***** Data to process

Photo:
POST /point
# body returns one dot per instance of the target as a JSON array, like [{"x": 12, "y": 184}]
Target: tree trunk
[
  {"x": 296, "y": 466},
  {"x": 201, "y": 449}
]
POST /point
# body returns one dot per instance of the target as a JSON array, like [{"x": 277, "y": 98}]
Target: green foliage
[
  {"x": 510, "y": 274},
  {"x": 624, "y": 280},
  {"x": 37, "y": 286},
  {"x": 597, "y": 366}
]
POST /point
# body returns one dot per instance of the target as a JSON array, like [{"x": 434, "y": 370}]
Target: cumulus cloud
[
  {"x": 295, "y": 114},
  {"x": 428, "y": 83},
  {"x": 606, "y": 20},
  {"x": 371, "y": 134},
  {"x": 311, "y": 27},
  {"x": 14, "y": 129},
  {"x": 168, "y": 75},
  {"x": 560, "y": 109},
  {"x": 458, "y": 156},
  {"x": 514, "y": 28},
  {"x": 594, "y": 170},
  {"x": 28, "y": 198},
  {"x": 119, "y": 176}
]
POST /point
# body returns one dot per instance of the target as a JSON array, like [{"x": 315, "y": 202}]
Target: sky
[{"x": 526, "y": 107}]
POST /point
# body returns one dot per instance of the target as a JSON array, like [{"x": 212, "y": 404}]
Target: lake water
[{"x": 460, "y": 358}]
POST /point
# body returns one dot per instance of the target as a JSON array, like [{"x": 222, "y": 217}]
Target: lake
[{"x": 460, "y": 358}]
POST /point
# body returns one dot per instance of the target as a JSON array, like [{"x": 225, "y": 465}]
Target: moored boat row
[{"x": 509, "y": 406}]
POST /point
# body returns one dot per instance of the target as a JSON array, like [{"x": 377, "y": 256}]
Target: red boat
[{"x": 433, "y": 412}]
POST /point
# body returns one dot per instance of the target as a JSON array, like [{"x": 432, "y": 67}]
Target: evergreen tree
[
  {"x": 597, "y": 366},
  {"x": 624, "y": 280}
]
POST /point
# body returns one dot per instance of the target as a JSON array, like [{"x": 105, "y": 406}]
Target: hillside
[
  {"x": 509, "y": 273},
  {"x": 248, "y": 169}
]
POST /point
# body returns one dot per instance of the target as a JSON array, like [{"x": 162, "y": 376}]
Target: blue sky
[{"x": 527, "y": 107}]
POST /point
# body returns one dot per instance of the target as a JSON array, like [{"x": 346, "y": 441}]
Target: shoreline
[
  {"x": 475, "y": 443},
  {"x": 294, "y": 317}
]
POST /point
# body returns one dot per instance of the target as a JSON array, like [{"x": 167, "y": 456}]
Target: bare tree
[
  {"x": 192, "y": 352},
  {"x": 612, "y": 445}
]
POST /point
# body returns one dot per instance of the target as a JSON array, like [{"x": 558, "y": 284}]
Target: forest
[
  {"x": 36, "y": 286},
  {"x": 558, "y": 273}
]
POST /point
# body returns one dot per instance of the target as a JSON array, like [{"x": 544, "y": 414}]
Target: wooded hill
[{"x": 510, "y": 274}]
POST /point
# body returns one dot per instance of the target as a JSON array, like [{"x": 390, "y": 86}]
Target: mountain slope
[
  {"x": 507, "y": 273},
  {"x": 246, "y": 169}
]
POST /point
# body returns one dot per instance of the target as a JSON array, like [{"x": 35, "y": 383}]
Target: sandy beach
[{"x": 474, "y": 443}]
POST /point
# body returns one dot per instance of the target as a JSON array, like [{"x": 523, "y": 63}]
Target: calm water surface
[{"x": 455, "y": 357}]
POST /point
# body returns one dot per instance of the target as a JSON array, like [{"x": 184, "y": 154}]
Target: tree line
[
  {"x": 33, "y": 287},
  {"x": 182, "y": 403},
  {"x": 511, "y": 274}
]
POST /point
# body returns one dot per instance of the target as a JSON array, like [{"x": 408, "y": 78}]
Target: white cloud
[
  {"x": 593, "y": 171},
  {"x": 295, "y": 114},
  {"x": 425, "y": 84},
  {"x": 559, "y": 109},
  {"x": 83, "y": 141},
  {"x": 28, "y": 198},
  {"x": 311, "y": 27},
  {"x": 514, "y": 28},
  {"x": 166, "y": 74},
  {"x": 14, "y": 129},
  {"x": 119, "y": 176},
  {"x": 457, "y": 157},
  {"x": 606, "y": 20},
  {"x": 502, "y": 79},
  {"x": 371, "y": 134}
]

**********

Work item → Retype only the lines running from the line with "Target: wooded hill" to the end of the listing, including both of those lines.

Exercise solution →
Target: wooded hill
[{"x": 510, "y": 274}]
POST /point
# body returns one dot per instance of the target as a JSON array, like [{"x": 390, "y": 86}]
Target: mountain slope
[
  {"x": 507, "y": 273},
  {"x": 246, "y": 169}
]
POST /point
# body returns one dot per instance of the target as a JSON array, like [{"x": 35, "y": 383}]
Target: sandy beach
[{"x": 474, "y": 443}]
POST /point
# body returns one dot per instance of the target as a JSON array, like [{"x": 523, "y": 63}]
Target: calm water surface
[{"x": 455, "y": 357}]
POST /point
# body returns one dot per instance of the target as a JSON array, like [{"x": 184, "y": 154}]
Target: tree line
[
  {"x": 33, "y": 287},
  {"x": 182, "y": 403},
  {"x": 511, "y": 274}
]
POST /point
# body returns one dot per instance of the target as a JSON array, like [{"x": 408, "y": 78}]
Target: white cloud
[
  {"x": 593, "y": 171},
  {"x": 295, "y": 114},
  {"x": 425, "y": 84},
  {"x": 559, "y": 109},
  {"x": 83, "y": 141},
  {"x": 28, "y": 198},
  {"x": 311, "y": 27},
  {"x": 514, "y": 28},
  {"x": 166, "y": 74},
  {"x": 14, "y": 129},
  {"x": 119, "y": 176},
  {"x": 457, "y": 157},
  {"x": 606, "y": 20},
  {"x": 502, "y": 79},
  {"x": 371, "y": 134}
]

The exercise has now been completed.